[Text excerpt]
----------------
Go to file
Dennis Snell 616e673d3e HTML API: Scan all syntax tokens in a document, read modifiable text.
Since its introduction in WordPress 6.2 the HTML Tag Processor has
provided a way to scan through all of the HTML tags in a document and
then read and modify their attributes. In order to reliably do this, it
also needed to be aware of other kinds of HTML syntax, but it didn't
expose those syntax tokens to consumers of the API.

In this patch the Tag Processor introduces a new scanning method and a
few helper methods to read information about or from each token. Most
significantly, this introduces the ability to read `#text` nodes in the
document.

What's new in the Tag Processor?
================================

 - `next_token()` visits every distinct syntax token in a document.
 - `get_token_type()` indicates what kind of token it is.
 - `get_token_name()` returns something akin to `DOMNode.nodeName`.
 - `get_modifiable_text()` returns the text associated with a token.
 - `get_comment_type()` indicates why a token represents an HTML comment.

Example usage.
==============

{{{
<?php
function strip_all_tags( $html ) {
        $text_content = '';
        $processor    = new WP_HTML_Tag_Processor( $html );

        while ( $processor->next_token() ) {
                if ( '#text' !== $processor->get_token_type() ) {
                        continue;
                }

                $text_content .= $processor->get_modifiable_text();
        }

        return $text_content;
}
}}}

What changes in the Tag Processor?
==================================

Previously, the Tag Processor would scan the opening and closing tag of
every HTML element separately. Now, however, there are special tags
which it only visits once, as if those elements were void tags without
a closer.

These are special tags because their content contains no other HTML or
markup, only non-HTML content.

 - SCRIPT elements contain raw text which is isolated from the rest of
   the HTML document and fed separately into a JavaScript engine. There
   are complicated rules to avoid escaping the script context in the HTML.
   The contents are left verbatim, and character references are not decoded.

 - TEXTARA and TITLE elements contain plain text which is decoded
   before display, e.g. transforming `&amp;` into `&`. Any markup which
   resembles tags is treated as verbatim text and not a tag.

 - IFRAME, NOEMBED, NOFRAMES, STYLE, and XMP elements are similar to the
   textarea and title elements, but no character references are decoded.
   For example, `&amp;` inside a STYLE element is passed to the CSS engine
   as the literal string `&amp;` and _not_ as `&`.

Because it's important not treat this inner content separately from the
elements containing it, the Tag Processor combines them when scanning
into a single match and makes their content available as modifiable
text (see below).

This means that the Tag Processor will no longer visit a closing tag for
any of these elements unless that tag is unexpected.

{{{
    <title>There is only a single token in this line</title>
    <title>There are two tokens in this line></title></title>
    </title><title>There are still two tokens in this line></title>
}}}

What are tokens?
================

The term "token" here is a parsing term, which means a primitive unit in
HTML. There are only a few kinds of tokens in HTML:

 - a tag has a name, attributes, and a closing or self-closing flag.
----------------
[Records provided]
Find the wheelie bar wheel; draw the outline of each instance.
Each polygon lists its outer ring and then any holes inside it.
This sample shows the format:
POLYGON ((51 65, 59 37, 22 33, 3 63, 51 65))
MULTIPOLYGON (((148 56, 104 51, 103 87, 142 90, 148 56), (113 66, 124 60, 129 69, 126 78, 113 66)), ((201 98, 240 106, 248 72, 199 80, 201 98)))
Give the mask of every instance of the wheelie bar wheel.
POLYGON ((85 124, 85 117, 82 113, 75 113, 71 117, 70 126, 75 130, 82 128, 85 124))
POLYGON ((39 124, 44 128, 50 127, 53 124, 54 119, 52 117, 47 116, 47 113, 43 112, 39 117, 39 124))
----------------
[What you need to do]
1 > Reproduce every line of the entries verbatim, with nothing added or left out.
2 > Extend the commit message on the HTML Tag Processor, beginning immediately after its final line.
The entries bear no relation to the commit message on the HTML Tag Processor.

[Answers by task]
1 >
Find the wheelie bar wheel; draw the outline of each instance.
Each polygon lists its outer ring and then any holes inside it.
This sample shows the format:
POLYGON ((51 65, 59 37, 22 33, 3 63, 51 65))
MULTIPOLYGON (((148 56, 104 51, 103 87, 142 90, 148 56), (113 66, 124 60, 129 69, 126 78, 113 66)), ((201 98, 240 106, 248 72, 199 80, 201 98)))
Give the mask of every instance of the wheelie bar wheel.
POLYGON ((85 124, 85 117, 82 113, 75 113, 71 117, 70 126, 75 130, 82 128, 85 124))
POLYGON ((39 124, 44 128, 50 127, 53 124, 54 119, 52 117, 47 116, 47 113, 43 112, 39 117, 39 124))

2 >
 - a text node, or `#text` node contains plain text which is displayed
   in a browser and which is decoded before display.
 - a DOCTYPE declaration indicates how to parse the document.
 - a comment is hidden from the display on a page but present in the HTML.

There are a few more kinds of tokens that the HTML Tag Processor will
recognize, some of which don't exist as concepts in HTML. These mostly
comprise XML syntax elements that aren't part of HTML (such as CDATA and
processing instructions) and invalid HTML syntax that transforms into
comments.

What is a funky comment?
========================

This patch treats a specific kind of invalid comment in a special way.
A closing tag with an invalid name is considered a "funky comment." In
the browser these become HTML comments just like any other, but their
syntax is convenient for representing a variety of bits of information
in a well-defined way and which cannot be nested or recursive, given
the parsing rules handling this invalid syntax.

 - `</1>`
 - `</%avatar_url>`
 - `</{"wp_bit": {"type": "post-author"}}>`
 - `</[post-author]>`
 - `</__( 'Save Post' );>`

All of these examples become HTML comments in the browser. The content
inside the funky content is easily parsable, whereby the only rule is
that it starts at the `<` and continues until the nearest `>`. There
can be no funky comment inside another, because that would imply having
a `>` inside of one, which would actually terminate the first one.

What is modifiable text?
========================

Modifiable text is similar to the `innerText` property of a DOM node.
It represents the span of text for a given token which may be modified
without changing the structure of the HTML document or the token.

There is currently no mechanism to change the modifiable text, but this
is planned to arrive in a later patch.

Tags
====

Most tags have no modifiable text because they have child nodes where
text nodes are found. Only the special tags mentioned above have
modifiable text.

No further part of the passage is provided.